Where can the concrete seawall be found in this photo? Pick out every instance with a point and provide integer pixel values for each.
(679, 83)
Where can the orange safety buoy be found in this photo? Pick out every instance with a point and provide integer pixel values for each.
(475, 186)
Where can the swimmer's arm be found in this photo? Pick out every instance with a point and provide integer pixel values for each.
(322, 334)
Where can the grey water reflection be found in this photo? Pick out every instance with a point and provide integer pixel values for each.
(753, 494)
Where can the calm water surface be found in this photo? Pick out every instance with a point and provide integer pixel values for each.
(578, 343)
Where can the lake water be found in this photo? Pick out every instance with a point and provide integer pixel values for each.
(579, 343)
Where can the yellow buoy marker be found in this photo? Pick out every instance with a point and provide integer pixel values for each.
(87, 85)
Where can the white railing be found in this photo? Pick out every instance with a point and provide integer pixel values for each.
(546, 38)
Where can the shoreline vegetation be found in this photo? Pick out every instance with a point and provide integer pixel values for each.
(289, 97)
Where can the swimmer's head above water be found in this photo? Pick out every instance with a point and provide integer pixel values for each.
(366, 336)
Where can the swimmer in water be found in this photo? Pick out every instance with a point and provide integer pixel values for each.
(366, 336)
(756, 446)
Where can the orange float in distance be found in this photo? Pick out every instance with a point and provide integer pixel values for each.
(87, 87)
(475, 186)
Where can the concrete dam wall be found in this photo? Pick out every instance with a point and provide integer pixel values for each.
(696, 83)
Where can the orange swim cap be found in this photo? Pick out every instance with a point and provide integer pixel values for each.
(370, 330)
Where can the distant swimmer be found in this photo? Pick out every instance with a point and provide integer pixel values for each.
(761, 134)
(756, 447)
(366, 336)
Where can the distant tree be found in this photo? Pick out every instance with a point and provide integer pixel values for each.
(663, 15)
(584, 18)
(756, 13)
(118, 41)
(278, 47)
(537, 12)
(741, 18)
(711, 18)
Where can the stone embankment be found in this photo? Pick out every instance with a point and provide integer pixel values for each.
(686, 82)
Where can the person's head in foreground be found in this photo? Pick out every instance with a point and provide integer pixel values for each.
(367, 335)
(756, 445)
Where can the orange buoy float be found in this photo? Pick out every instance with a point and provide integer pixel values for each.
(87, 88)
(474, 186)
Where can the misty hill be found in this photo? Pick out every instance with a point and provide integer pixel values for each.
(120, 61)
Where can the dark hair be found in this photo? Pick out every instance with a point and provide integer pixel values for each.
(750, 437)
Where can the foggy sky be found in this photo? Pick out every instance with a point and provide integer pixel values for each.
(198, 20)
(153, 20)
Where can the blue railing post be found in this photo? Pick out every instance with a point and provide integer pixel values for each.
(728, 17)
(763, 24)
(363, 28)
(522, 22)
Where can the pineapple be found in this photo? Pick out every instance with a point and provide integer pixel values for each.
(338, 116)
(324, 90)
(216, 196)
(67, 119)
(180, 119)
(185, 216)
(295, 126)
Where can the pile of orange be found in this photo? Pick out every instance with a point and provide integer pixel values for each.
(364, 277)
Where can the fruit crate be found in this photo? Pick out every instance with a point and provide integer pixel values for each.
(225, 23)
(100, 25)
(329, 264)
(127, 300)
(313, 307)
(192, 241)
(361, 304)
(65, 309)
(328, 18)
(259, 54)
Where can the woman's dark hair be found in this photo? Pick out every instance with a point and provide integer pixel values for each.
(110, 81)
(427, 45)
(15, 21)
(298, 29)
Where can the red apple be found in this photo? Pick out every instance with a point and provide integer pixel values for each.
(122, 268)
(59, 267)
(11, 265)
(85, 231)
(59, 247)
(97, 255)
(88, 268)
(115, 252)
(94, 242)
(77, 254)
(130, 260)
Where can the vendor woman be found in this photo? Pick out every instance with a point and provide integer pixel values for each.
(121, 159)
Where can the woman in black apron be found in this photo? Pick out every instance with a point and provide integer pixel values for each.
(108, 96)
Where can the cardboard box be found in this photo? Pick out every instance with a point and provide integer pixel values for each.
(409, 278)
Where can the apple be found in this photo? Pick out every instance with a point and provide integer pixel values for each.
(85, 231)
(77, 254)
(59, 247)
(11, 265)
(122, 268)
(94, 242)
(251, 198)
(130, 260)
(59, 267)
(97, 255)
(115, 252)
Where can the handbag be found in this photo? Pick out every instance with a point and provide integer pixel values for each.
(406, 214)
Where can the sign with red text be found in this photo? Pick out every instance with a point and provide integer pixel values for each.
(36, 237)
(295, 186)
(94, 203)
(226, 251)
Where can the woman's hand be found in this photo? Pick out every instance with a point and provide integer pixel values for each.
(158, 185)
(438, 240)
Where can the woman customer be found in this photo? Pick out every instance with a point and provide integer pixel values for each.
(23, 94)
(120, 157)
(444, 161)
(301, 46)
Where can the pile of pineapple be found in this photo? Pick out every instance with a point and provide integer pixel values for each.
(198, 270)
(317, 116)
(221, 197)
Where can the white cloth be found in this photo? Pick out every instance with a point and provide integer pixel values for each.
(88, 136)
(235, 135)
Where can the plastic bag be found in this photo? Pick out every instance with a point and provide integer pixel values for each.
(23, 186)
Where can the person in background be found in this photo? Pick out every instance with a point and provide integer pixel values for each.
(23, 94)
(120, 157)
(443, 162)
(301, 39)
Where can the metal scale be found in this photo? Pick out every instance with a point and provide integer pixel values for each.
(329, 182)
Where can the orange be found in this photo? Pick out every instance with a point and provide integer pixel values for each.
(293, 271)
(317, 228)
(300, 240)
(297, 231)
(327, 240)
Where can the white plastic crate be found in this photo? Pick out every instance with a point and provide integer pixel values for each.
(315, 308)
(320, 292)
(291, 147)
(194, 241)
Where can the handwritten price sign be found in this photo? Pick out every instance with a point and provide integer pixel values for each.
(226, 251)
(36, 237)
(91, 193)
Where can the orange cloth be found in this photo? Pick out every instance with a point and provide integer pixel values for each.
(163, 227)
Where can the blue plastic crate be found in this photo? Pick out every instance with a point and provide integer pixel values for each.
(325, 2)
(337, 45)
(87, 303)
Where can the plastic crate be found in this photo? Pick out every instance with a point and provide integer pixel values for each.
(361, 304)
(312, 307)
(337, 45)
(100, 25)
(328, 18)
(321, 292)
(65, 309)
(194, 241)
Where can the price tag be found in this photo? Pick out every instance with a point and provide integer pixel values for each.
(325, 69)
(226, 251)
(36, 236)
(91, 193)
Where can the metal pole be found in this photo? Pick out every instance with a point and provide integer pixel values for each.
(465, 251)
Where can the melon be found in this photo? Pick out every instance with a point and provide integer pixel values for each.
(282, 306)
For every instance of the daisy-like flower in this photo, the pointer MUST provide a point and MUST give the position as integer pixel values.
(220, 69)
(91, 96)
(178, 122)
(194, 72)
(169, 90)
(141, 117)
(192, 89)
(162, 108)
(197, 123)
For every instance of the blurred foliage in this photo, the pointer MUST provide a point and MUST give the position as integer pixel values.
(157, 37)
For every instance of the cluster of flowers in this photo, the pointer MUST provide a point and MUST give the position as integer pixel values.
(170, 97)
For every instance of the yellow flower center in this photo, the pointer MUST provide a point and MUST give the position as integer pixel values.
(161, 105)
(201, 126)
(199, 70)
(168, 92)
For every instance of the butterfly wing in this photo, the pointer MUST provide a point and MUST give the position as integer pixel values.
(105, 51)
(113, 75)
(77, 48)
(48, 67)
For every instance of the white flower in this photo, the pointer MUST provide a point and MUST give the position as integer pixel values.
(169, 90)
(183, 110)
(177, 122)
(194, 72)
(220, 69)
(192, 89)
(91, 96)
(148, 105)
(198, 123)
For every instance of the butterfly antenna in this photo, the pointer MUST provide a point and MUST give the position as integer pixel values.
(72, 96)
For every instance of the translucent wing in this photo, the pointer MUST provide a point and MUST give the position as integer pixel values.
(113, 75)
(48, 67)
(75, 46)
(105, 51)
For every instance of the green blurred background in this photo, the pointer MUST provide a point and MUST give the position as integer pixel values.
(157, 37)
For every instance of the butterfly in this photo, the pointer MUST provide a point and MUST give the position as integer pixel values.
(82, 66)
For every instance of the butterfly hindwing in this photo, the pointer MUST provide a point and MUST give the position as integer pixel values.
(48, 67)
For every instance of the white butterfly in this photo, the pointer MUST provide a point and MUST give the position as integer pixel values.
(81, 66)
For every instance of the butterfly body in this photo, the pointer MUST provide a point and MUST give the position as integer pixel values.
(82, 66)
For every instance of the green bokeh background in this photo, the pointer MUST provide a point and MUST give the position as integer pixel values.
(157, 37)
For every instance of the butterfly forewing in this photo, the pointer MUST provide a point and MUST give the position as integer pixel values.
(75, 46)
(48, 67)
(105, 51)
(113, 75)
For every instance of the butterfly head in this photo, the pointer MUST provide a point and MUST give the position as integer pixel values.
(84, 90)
#####
- REQUIRED TASK: Begin with the line that contains "For every instance of the white butterfly" and end with the last line of the records; set down every line in that span exactly, and nothing else.

- FULL ANSWER:
For every instance of the white butterfly in this photo, the pointer MUST provide a point and MUST give the position as integer pixel values.
(81, 66)
For every instance of the butterfly body in this photo, the pointer MUST provide a point and MUST give the position as integer pixel values.
(82, 66)
For every instance of the green bokeh background in this photo, the pointer MUST provide a point and MUST give the position as integer pixel values.
(157, 37)
For every instance of the butterfly forewing in this photo, the pointer MUST provide a point and MUST give the position as integer pixel values.
(75, 46)
(48, 67)
(105, 51)
(113, 75)
For every instance of the butterfly head in this photo, the pointer MUST provide a point and MUST give the position as integer pixel values.
(84, 90)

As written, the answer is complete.